## DATA TO PROCESS

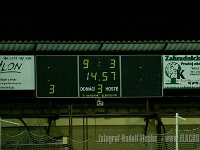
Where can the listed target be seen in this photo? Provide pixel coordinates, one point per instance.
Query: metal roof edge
(100, 42)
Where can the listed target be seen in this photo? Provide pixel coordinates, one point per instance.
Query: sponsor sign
(17, 72)
(181, 71)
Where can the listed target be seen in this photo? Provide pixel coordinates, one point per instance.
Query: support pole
(177, 117)
(176, 131)
(70, 145)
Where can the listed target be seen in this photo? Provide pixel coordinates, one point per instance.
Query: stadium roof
(100, 45)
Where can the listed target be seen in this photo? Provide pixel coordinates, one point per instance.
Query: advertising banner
(17, 72)
(181, 71)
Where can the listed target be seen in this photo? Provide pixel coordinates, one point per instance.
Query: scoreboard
(98, 76)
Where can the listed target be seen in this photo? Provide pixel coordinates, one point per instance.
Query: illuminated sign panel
(181, 71)
(17, 72)
(141, 76)
(99, 76)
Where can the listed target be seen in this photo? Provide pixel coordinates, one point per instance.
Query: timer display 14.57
(99, 76)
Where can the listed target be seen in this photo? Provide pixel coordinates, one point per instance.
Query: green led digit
(88, 74)
(112, 64)
(113, 75)
(52, 87)
(86, 63)
(94, 75)
(100, 88)
(105, 77)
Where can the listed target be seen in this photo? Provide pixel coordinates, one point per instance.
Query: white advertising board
(181, 71)
(17, 72)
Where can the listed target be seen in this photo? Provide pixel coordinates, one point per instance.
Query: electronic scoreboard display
(98, 76)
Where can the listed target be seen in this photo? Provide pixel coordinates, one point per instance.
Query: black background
(62, 73)
(99, 20)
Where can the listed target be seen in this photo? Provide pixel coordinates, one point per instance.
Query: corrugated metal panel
(183, 46)
(68, 47)
(133, 47)
(95, 45)
(16, 47)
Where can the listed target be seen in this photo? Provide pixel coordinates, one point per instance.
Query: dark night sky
(109, 20)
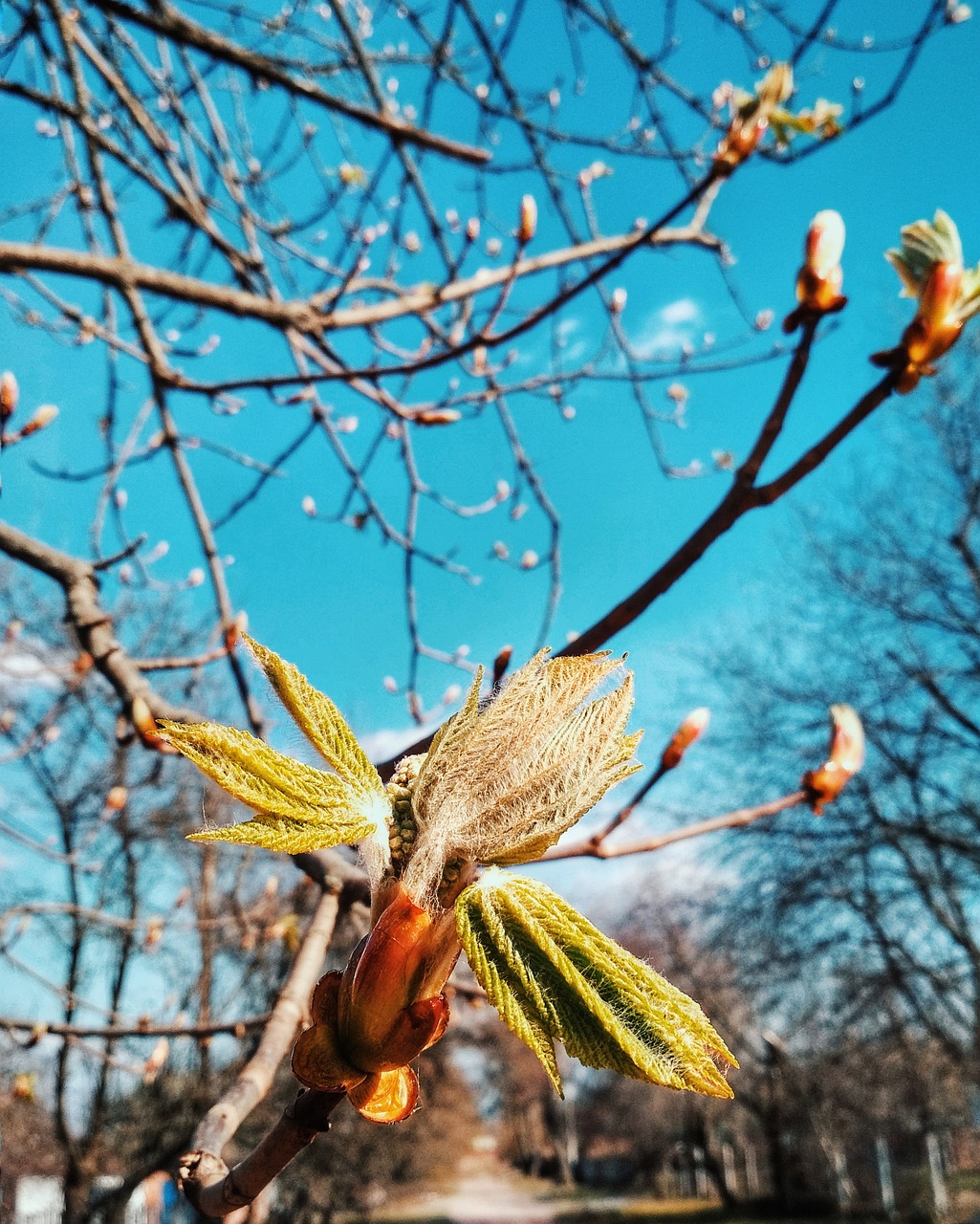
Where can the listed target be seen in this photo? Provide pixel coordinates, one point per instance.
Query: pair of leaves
(554, 975)
(298, 808)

## EXERCISE REQUIREMENTS
An exact copy of the listing is required, with every image removed.

## YOUR RESPONSE
Where can the listed target be seen in this photo? Provide pixel coordinates, one point per instance.
Query: metal roof edge
(100, 42)
Where can the listed target be seen in this photo? Provide pixel coordinates, one point per instance.
Query: sponsor sign
(17, 72)
(181, 71)
Where can the listed target be seen in this photo? Provide pixel coordinates, one point per instance.
Query: support pole
(177, 117)
(176, 131)
(70, 145)
Where can the listed target be seen in this photo? Provide pixel coordinates, one point per instance.
Query: stadium roof
(100, 45)
Where can the listed target be seen in this photo? Provide pixel coordinates, one point per instance.
Query: advertising banner
(17, 72)
(181, 71)
Where can the listed target be seen in this photo? Provide pixel coordinates, one point per instance.
Query: scoreboard
(98, 76)
Where can the listed target be seen in this photo? Provide pixel coordinates, one point per instance.
Query: illuminated sign panel
(181, 71)
(17, 72)
(141, 76)
(99, 76)
Where can the listed target be seen in this photo? Provide pixel coordinates, one point per instance.
Query: timer display 14.57
(99, 76)
Where can the listed target be seen in this photo? Provide pixel coordinates, one point per instance.
Query: green led digit
(88, 74)
(112, 64)
(113, 75)
(52, 87)
(86, 63)
(94, 75)
(100, 88)
(105, 77)
Where can the listed target be seen in this photo? Provide pixel coordinates, one point per instance.
Query: white advertising board
(181, 71)
(17, 72)
Where can the listed target be seen in this photo? Provide pixel coordinates, one point per instance.
Query: electronic scoreboard display
(98, 76)
Where can the listed target be seen in this photo? Provide pixel coordinates, one point per instance.
Query: black background
(62, 73)
(99, 20)
Where can the listed target be seen in this photo? Provide pixel coordinates, one point per instance.
Query: corrugated metal panel
(183, 46)
(68, 47)
(133, 47)
(95, 45)
(16, 47)
Where can the listed target be seen in this photo? Provide pixel coordinates, one point per instance.
Query: dark night sky
(109, 20)
Where can the listed target be seen in this photo? Provide pixel coordinates, one point per instance.
Query: pair of leaves
(554, 975)
(298, 808)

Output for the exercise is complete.